Data to examine >>

----

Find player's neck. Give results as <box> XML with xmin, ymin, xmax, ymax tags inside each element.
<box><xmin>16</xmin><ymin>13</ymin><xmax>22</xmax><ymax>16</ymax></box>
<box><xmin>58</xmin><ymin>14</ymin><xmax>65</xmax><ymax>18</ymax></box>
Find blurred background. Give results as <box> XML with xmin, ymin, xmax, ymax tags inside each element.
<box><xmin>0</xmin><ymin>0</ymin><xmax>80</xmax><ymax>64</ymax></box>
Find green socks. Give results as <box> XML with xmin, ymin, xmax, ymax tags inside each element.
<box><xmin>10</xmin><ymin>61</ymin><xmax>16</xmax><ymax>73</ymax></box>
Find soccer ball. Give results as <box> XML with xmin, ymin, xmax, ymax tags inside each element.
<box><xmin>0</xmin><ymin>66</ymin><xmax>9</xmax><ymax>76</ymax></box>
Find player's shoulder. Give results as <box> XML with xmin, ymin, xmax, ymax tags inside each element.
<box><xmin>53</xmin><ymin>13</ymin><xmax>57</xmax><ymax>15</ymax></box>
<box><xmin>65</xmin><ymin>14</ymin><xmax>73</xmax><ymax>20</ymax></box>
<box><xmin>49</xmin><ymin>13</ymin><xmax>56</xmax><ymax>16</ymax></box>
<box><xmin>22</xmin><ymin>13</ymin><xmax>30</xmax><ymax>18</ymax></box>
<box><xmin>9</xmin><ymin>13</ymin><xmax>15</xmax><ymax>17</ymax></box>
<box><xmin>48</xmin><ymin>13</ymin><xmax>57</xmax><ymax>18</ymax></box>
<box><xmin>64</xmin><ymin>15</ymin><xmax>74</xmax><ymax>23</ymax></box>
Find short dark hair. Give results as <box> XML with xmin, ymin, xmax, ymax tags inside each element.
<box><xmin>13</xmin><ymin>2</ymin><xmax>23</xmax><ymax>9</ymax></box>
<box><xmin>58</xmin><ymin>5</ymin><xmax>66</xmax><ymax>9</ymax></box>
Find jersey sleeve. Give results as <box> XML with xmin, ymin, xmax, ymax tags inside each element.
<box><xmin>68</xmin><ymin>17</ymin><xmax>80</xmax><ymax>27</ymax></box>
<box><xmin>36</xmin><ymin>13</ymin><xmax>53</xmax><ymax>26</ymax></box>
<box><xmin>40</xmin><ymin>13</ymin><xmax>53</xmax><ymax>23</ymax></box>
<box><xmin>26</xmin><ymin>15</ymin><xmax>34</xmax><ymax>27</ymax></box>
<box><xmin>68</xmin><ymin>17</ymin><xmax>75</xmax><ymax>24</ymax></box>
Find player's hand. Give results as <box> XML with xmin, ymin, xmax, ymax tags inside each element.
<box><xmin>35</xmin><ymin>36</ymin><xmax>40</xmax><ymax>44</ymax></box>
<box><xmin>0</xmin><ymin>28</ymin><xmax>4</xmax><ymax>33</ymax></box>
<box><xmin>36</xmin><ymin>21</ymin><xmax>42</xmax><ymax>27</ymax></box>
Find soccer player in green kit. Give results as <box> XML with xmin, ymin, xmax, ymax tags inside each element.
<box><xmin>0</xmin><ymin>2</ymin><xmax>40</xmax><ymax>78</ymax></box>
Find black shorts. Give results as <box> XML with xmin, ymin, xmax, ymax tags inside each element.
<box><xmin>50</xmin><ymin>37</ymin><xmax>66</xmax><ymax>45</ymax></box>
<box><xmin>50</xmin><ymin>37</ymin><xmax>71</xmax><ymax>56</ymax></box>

----

What the task asks >> With the line that contains "Find black shorts." as the starting point, output each line exactly through the end of the listing above.

Your solution >>
Find black shorts. Give results as <box> XML with xmin, ymin, xmax, ymax tags inside each element.
<box><xmin>50</xmin><ymin>37</ymin><xmax>66</xmax><ymax>45</ymax></box>
<box><xmin>50</xmin><ymin>37</ymin><xmax>71</xmax><ymax>56</ymax></box>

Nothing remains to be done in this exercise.